- Opening Delimiter -

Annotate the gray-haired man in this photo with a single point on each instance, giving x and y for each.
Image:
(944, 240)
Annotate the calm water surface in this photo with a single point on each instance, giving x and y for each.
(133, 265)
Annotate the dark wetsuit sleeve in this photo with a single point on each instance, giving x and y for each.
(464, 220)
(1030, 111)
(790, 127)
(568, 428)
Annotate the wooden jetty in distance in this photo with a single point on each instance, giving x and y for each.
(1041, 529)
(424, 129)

- Closing Delimiter -

*INSTRUCTIONS TO FOLLOW:* Please output every record, keeping each line exact.

*THE COMPLETED TASK:*
Annotate the gray-haired man in this photo with a single point on each instance, giving x and y for each.
Image:
(944, 240)
Annotate the calm water surface in this photo with a single point on each instance, giving x and y for each.
(133, 265)
Annotate the dark wetsuit sleeve in this photo with a single point on each instance, giving x and y for each.
(464, 220)
(1030, 111)
(790, 127)
(568, 428)
Annotate the wooden jetty in distance in this photo with a single point on each instance, giving x and y for each.
(1041, 529)
(424, 129)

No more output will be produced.